***** TEXTE CITÉ *****

Le vent soufflait ce 22 mars là quand nous nous sommes
retrouvés devant le Musée Roger Quilliot pour faire une visite du vieux
Montferrand en compagnie de M. André Collin, président de l'association Montferrand renaissance.
Certes il était froid ce vent, mais également vivifiant
pour notre curiosité, notre désir de savoir et de réveiller tous les
fantômes qui nous attendaient là…et ils étaient nombreux !
Nous apprîmes d’abord comment, ce qui paraissait être une
condamnation à la pauvreté de Montferrand - le rattachement à Clermont - fût
finalement ce qui permît de sauver cet îlot médiéval , puisque les
urbanistes, privilégiant Clermont, délaissèrent le lieu qui s’endormît
dans un silence de conte de fées.
En effet, l’érudition de M.Collin réveille devant
nos yeux décillés du quotidien, la ville médiévale du 13ème siècle qu’était Montferrand.
D’abord les rues ! Non, elles n’étaient pas aussi
raides : elles étaient IMPRATICABLES ! De véritables
chemins bourbeux et rocailleux dont toutes les différences de niveau gênaient
les chalands lors des nombreux marchés qui enrichissaient la ville. Décision
fut alors prise pour le bien des affaires de les creuser, les drainer, les
niveler pour les rendre droites et pratiques : le visage de la ville en
fût totalement changée. Apparurent alors en rez de chaussée les portes des
caves naguère souterraines. Les portes d’entrées desservaient désormais des
étages qu’il fallait dés lors munir d’escaliers et de balcons. C’est ce visage
que nous connaissons aujourd’hui, accompagné de ses pavements anciens et de ses
portes cloutées.
Mais le guide nous montre également l’humour et l’orgueil
des Montferrandais d’autrefois.

*****

■ **CONSIGNE A**:
Indiquez si chacune des affirmations suivantes concorde avec le texte cité, en répondant par oui ou par non et en citant à l'identique les mots qui tranchent : (i) la visite a débuté devant le Musée Roger Quilliot ; (ii) après le rattachement à Clermont, les urbanistes ont fait de Montferrand leur priorité ; (iii) les rues ont été creusées et nivelées dans l'intérêt du commerce.
■ **CONSIGNE B**:
D'après le texte cité, quelle fonction occupe M. André Collin ?
■ **CONSIGNE C**:
Recopiez le passage du texte cité qui commence à « Le vent soufflait » et se termine à « étaient nombreux ! ».
Les données n'ont aucun rôle ici.

***** DONNÉES RECUEILLIES *****

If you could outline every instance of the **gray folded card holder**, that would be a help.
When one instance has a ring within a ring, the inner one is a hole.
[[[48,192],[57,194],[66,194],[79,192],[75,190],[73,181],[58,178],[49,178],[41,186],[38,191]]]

*****

■ **RÉPONSE A**:
(i) Oui : « retrouvés devant le Musée Roger Quilliot ».
(ii) Non : « les urbanistes, privilégiant Clermont, délaissèrent le lieu ».
(iii) Oui : « pour le bien des affaires de les creuser, les drainer, les niveler ».

■ **RÉPONSE B**:
Il est président de l'association Montferrand renaissance.

■ **RÉPONSE C**:
Le vent soufflait ce 22 mars là quand nous nous sommes
retrouvés devant le Musée Roger Quilliot pour faire une visite du vieux
Montferrand en compagnie de M. André Collin, président de l'association Montferrand renaissance.
Certes il était froid ce vent, mais également vivifiant
pour notre curiosité, notre désir de savoir et de réveiller tous les
fantômes qui nous attendaient là…et ils étaient nombreux !